• [Extrait du document]
——————————

Paul Frappé – Dans leur exercice quotidien, les médecins ne doivent pas ignorer les recommandations de bonnes pratiques professionnelles. Elles sont une référence dans l’établissement d’un diagnostic, la prescription d’un traitement ou d’un examen biologique. Mais ces recommandations ne sont pas à considérer comme des vérités immuables à durée de vie illimitée. Une synthèse de plus de 300 recommandations de la Haute Autorité de santé a mesuré qu’en moyenne une recommandation comprend 40 affirmations graduées, parmi lesquelles une seule est classée en grade A, soit la catégorie de recommandations la plus robuste. Deux affirmations sont de grade B et trois de grade C. Les 34 autres affirmations sont uniquement des avis d’experts ou non cotées. Pour le médecin, cela signifie donc que le bon soin n’est pas d’appliquer mécaniquement ces recommandations à la lettre. Son travail n’est pas d’identifier une problématique, de sortir la recommandation qu’il faut, de l’appliquer puis de passer au patient suivant. Ces recommandations sont des consensus qui doivent être vus comme une manière d’harmoniser les pratiques, comme de la matière à médecine.
Pour autant ces recommandations sont-elles suffisamment connues des médecins généralistes ?
Les recommandations ne sont jamais suffisamment connues. Le médecin généraliste peut toujours être mis en défaut par rapport à la connaissance d’une référence. Il n’est pas là pour tout connaître sur le bout des doigts et il doit prendre conscience qu’il ne peut pas tout savoir. Il peut aussi utiliser le temps dans la démarche de soins. C’est ainsi qu’il ne lance pas d’emblée l’intégralité d’une batterie d’examens et respecte la graduation des traitements de première et de seconde intentions. Le médecin généraliste a une expertise sur la manière de dérouler la recherche du diagnostic et la réponse thérapeutique dans le bon ordre en l’adaptant à la situation de chaque patient.
Quel serait selon vous l’usage optimal des outils numériques par les médecins ?

——————————

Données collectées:
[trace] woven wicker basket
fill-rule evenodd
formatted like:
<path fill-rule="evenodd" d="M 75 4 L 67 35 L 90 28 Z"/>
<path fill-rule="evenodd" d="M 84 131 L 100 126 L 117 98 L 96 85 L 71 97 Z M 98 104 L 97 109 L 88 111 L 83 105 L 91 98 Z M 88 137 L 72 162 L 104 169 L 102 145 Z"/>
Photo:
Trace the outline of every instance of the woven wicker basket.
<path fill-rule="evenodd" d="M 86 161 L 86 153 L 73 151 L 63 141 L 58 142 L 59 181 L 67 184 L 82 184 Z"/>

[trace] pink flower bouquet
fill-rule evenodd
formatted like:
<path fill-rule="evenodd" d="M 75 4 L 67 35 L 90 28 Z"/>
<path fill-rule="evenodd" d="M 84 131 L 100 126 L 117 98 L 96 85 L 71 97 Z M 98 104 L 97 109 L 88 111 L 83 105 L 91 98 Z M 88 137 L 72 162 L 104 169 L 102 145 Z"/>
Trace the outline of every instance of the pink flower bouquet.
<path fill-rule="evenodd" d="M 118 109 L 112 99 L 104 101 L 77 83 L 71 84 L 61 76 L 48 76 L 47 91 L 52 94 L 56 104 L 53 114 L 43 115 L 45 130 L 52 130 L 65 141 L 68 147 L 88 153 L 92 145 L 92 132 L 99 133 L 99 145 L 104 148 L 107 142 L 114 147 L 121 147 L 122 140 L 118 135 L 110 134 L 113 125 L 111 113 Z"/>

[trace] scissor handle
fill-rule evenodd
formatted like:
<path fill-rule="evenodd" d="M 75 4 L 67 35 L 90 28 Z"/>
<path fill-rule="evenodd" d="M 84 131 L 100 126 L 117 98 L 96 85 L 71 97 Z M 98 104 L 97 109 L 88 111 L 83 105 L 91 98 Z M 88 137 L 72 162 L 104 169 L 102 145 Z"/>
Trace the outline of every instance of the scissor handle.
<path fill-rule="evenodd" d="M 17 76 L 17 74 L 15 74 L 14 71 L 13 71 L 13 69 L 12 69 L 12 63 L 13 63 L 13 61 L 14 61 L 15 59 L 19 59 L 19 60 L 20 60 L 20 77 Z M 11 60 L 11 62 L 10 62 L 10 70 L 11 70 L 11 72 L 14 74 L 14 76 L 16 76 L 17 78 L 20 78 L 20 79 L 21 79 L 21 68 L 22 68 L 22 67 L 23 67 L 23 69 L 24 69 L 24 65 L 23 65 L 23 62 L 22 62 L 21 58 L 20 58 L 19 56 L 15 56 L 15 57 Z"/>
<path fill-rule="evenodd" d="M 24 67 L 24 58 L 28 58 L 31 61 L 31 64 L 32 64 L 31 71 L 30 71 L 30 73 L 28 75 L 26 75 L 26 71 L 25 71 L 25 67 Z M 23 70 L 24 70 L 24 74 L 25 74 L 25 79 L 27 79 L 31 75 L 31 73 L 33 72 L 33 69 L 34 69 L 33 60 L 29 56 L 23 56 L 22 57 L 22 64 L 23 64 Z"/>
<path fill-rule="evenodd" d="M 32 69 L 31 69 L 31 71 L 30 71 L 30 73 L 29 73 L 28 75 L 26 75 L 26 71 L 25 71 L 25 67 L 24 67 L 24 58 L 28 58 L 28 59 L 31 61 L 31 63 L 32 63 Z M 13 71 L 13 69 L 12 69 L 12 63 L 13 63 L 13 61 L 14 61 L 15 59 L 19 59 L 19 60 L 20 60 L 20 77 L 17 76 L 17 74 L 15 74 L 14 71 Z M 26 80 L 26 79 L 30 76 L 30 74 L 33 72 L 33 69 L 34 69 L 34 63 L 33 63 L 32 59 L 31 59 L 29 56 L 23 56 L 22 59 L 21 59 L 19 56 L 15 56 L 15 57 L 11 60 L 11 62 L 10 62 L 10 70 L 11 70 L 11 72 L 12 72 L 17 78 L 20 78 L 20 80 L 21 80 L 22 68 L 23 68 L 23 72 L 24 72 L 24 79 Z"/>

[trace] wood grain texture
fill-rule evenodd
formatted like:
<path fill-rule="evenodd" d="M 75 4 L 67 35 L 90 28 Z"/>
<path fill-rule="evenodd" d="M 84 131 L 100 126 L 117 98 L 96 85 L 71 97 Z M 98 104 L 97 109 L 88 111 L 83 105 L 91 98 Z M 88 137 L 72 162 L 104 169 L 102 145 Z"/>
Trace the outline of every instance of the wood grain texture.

——————————

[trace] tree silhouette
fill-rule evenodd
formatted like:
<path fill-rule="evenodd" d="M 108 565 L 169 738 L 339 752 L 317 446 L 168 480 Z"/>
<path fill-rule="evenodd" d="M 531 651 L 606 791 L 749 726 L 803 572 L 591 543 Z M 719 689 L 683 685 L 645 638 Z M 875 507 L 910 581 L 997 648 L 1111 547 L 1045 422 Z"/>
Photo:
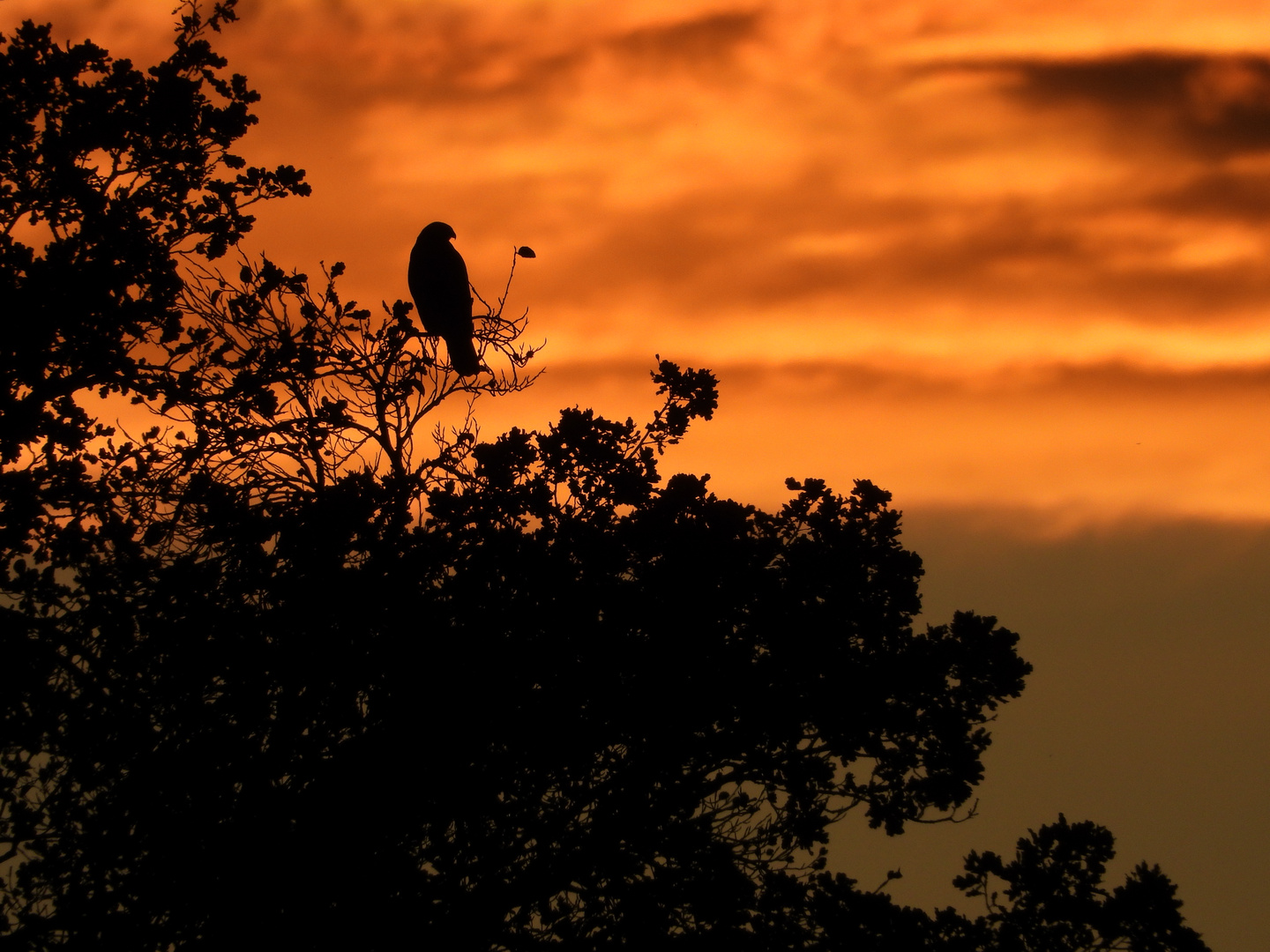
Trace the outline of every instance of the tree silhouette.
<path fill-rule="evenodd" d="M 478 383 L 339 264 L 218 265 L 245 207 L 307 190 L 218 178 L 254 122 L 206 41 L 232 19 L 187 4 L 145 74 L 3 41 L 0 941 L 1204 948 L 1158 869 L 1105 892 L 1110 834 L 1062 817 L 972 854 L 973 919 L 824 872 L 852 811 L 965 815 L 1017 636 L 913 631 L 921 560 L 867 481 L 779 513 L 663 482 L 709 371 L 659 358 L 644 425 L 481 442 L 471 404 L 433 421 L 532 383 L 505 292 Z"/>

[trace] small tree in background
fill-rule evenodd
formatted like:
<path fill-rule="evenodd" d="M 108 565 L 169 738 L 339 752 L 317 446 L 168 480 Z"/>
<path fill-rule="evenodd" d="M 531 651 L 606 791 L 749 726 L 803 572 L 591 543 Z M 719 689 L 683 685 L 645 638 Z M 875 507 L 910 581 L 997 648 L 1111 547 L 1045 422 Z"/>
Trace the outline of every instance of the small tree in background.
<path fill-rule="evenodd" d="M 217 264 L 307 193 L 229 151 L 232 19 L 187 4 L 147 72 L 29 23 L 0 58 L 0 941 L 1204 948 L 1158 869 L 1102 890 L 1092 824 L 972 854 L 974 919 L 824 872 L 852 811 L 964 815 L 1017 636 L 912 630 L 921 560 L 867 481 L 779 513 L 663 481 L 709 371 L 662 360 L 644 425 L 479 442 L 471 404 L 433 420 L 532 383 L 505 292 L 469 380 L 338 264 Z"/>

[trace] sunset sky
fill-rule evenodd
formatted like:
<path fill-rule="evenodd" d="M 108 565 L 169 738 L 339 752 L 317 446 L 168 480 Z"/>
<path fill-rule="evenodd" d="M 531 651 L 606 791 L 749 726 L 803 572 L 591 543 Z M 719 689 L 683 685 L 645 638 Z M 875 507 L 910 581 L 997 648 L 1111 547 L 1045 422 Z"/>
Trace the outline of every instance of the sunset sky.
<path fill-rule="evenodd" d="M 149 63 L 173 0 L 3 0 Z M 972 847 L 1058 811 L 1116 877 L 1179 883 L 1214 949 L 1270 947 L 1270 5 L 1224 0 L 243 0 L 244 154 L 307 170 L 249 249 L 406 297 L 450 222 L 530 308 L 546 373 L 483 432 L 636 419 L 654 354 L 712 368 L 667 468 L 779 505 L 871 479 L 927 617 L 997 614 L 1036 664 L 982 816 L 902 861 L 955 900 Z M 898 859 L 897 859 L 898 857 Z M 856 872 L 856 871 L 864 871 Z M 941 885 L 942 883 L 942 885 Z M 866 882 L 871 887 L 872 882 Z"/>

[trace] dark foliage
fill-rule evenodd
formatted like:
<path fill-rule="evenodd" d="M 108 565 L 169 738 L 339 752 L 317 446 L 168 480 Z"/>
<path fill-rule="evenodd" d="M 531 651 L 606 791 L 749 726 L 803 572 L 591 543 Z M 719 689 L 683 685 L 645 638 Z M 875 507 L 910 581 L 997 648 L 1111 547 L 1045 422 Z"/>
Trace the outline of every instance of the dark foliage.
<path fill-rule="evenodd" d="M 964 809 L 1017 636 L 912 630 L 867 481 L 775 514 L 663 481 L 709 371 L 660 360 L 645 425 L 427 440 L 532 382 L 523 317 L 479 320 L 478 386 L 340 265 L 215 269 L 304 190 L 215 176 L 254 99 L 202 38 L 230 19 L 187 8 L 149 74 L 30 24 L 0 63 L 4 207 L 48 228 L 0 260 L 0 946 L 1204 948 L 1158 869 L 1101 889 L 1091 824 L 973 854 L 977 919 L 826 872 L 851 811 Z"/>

——————————

• [Tâches à réaliser]
- a) D'après l'extrait sur les recommandations médicales, combien d'affirmations graduées une recommandation de la Haute Autorité de santé comprend-elle en moyenne ?
- b) Citez le passage de l'extrait sur les recommandations médicales qui commence aux mots « Les recommandations ne » et s'arrête après « les médecins ? ».
- c) Dans l'extrait sur les recommandations médicales, réécrivez sous forme de liste le paragraphe qui commence par « Les recommandations ne sont jamais suffisamment connues » en conservant ses faits principaux.

• [Résultats par tâche]
- a) Elle en comprend en moyenne 40.

- b)
Les recommandations ne sont jamais suffisamment connues. Le médecin généraliste peut toujours être mis en défaut par rapport à la connaissance d’une référence. Il n’est pas là pour tout connaître sur le bout des doigts et il doit prendre conscience qu’il ne peut pas tout savoir. Il peut aussi utiliser le temps dans la démarche de soins. C’est ainsi qu’il ne lance pas d’emblée l’intégralité d’une batterie d’examens et respecte la graduation des traitements de première et de seconde intentions. Le médecin généraliste a une expertise sur la manière de dérouler la recherche du diagnostic et la réponse thérapeutique dans le bon ordre en l’adaptant à la situation de chaque patient.
Quel serait selon vous l’usage optimal des outils numériques par les médecins ?

- c)
- Les recommandations ne sont jamais suffisamment connues, et le médecin généraliste peut toujours être pris en défaut sur une référence.
- Il n'a pas à tout connaître et doit accepter de ne pas tout savoir.
- Il peut utiliser le temps dans la démarche de soins : il ne lance pas d'emblée toute une batterie d'examens et respecte la graduation des traitements de première et de seconde intentions.
- Son expertise consiste à mener la recherche du diagnostic et la réponse thérapeutique dans le bon ordre, en les adaptant à chaque patient.